The exercise = Tally the lines in the items below that contain the string "green". Give only the resulting number.

Dataset excerpts on pointing at objects
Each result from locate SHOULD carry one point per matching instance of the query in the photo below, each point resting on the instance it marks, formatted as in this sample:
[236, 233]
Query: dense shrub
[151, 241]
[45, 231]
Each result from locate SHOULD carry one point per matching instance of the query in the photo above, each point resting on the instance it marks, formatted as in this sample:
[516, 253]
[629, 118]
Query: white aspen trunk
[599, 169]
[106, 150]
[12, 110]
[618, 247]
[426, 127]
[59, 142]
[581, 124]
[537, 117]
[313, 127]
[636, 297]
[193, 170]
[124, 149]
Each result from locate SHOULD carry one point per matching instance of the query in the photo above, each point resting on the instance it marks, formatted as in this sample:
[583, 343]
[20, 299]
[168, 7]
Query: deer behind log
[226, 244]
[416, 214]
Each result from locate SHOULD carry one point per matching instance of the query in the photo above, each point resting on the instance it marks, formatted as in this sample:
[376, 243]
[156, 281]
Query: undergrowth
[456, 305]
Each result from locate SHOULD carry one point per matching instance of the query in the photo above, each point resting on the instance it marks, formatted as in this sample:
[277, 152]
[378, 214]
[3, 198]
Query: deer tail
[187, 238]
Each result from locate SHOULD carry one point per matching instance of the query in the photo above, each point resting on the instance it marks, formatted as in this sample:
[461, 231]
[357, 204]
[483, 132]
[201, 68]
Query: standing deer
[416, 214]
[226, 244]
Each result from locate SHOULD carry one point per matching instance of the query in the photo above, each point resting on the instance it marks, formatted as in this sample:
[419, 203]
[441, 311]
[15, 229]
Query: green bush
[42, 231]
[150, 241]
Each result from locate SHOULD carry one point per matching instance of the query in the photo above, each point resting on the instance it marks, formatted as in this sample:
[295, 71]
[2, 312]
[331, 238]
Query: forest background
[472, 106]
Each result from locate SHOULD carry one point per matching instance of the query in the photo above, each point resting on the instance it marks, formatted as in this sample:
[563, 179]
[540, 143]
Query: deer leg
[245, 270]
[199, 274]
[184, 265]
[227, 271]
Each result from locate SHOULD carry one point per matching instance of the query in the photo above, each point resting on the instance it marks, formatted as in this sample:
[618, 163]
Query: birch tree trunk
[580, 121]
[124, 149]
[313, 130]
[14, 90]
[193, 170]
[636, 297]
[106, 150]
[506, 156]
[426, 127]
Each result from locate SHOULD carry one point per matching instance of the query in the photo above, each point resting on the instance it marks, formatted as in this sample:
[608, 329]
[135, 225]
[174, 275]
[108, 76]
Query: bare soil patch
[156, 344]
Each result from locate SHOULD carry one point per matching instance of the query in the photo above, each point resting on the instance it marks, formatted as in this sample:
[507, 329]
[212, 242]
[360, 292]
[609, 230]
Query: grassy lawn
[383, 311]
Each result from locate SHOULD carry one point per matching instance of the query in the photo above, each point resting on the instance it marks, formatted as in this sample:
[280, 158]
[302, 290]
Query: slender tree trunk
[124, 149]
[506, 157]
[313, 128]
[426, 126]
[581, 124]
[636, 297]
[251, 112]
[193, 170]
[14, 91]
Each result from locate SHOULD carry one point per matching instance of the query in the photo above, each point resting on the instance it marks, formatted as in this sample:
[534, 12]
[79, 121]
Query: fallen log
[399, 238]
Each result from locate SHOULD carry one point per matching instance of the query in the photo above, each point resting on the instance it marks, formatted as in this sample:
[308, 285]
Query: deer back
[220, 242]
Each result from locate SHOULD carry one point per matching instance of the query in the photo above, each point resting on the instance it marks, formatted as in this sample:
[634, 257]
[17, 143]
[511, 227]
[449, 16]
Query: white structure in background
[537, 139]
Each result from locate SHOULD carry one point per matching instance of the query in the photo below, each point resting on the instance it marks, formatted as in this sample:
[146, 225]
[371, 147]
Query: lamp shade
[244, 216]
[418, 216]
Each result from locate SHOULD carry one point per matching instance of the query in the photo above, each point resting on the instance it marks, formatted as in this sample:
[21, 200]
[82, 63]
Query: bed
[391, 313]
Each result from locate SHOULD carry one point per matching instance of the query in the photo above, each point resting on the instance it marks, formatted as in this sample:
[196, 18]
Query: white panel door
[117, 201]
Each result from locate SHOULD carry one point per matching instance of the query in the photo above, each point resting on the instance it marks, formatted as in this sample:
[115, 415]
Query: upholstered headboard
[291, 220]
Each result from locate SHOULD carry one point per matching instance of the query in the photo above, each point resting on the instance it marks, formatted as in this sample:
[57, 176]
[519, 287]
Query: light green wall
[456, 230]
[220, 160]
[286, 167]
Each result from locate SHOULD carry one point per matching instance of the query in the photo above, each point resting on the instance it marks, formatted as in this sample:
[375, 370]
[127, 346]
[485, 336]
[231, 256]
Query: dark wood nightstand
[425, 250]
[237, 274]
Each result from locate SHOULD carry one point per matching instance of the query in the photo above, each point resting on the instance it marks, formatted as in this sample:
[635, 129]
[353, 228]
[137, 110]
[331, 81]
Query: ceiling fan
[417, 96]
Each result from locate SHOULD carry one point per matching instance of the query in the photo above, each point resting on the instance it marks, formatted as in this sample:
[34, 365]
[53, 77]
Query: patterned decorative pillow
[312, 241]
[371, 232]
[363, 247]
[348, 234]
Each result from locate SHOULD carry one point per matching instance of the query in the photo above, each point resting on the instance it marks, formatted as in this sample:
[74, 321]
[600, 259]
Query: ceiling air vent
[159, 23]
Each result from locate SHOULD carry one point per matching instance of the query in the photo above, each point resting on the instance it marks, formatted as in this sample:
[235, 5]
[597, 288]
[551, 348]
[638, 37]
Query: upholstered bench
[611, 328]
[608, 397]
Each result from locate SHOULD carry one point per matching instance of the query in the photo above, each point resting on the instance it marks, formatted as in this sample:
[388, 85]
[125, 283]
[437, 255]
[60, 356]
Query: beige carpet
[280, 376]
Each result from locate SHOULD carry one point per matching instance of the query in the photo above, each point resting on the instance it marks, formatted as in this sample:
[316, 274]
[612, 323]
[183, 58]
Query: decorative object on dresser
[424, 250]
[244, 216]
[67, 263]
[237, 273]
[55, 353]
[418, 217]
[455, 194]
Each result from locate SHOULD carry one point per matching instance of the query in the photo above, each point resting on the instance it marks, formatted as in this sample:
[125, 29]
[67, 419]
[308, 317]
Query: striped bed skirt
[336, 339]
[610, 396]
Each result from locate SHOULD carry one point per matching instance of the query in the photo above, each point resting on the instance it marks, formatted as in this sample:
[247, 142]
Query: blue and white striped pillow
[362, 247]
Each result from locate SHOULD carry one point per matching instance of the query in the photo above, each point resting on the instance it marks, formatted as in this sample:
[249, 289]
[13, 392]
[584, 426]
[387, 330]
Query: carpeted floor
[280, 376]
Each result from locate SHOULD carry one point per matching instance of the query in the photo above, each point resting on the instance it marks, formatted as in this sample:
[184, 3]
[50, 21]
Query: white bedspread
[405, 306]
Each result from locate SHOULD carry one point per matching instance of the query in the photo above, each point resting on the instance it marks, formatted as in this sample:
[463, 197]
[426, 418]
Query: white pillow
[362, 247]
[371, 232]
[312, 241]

Task answer = 2